» **Exercise requirements**: All lines in the data bearing the string "evergreen" should be identified and copied.

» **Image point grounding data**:
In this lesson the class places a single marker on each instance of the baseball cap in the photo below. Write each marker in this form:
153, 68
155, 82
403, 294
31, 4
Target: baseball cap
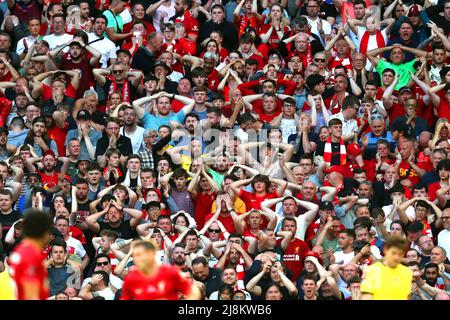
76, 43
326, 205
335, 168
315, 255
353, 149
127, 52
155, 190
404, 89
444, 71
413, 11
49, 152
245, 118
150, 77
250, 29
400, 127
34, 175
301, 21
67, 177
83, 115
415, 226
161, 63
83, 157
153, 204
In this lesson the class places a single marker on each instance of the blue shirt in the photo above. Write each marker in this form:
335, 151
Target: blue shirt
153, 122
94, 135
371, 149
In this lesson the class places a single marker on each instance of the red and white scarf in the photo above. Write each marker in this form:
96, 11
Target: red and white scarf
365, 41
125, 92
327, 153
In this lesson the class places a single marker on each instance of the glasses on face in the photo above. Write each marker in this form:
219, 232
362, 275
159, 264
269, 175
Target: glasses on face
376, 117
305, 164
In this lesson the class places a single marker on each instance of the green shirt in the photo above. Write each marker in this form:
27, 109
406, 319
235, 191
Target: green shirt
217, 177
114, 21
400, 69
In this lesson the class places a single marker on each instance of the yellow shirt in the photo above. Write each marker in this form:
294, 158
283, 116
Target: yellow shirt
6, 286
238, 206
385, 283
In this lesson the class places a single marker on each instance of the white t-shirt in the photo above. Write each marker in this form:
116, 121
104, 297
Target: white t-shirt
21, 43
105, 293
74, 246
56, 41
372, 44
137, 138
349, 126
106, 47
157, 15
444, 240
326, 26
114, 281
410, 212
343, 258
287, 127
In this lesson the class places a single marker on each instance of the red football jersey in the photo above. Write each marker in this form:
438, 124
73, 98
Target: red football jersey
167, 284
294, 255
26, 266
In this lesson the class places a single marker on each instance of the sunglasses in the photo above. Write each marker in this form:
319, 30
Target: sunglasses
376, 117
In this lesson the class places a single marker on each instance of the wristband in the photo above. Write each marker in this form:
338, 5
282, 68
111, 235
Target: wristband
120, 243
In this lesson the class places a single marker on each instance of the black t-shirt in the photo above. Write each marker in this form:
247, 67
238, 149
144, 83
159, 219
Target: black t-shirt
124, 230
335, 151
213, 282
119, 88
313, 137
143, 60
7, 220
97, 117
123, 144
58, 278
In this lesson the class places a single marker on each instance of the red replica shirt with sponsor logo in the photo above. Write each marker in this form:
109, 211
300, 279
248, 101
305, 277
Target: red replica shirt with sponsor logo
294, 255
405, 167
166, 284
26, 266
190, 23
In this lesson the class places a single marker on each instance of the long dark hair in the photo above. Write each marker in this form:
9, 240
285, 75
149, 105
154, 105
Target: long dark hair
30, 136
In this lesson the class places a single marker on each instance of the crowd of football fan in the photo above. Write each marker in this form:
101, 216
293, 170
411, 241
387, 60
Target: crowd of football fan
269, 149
---
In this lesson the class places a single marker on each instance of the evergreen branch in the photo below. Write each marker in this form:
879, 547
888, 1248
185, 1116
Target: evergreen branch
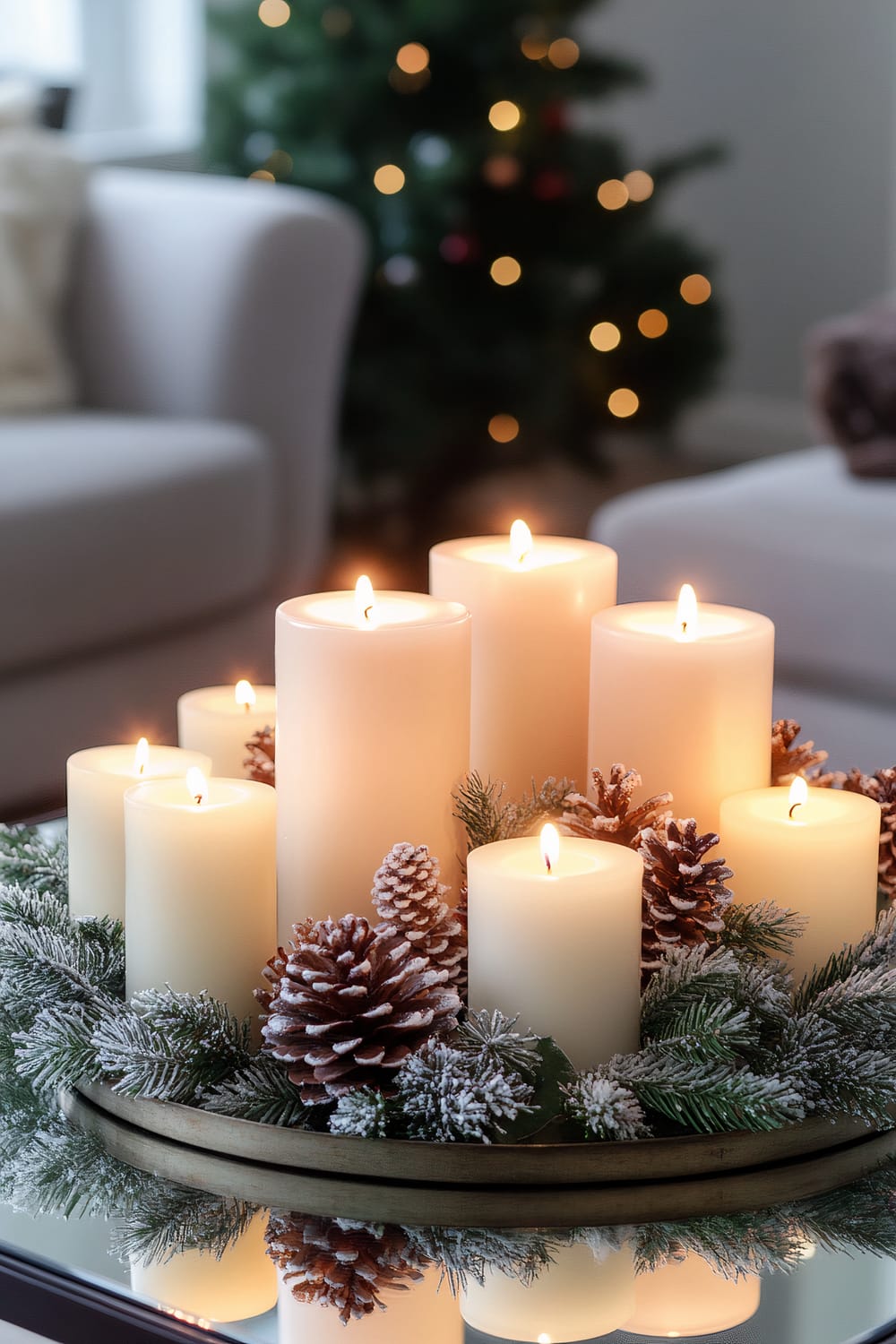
--
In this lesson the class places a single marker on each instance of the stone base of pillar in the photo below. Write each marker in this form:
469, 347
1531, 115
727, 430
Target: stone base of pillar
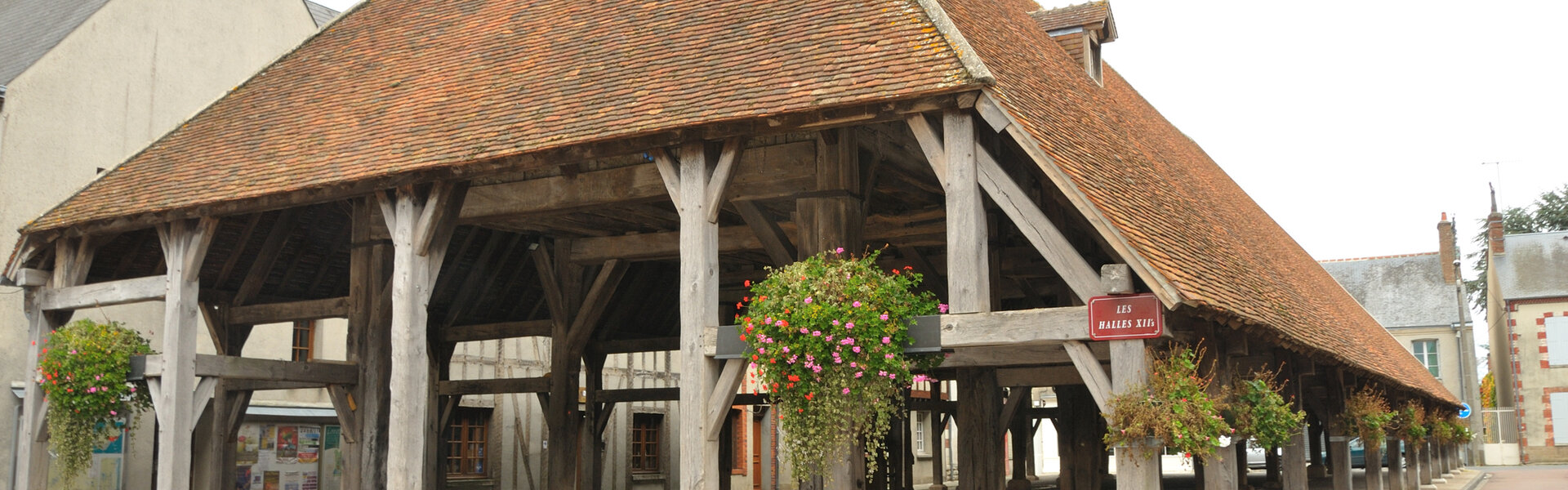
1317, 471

» **Exercise output**:
In this lesson the class places a single marker on each instance of the evergreen branch in the photo below. Write each marker in this form:
Target: evergreen branch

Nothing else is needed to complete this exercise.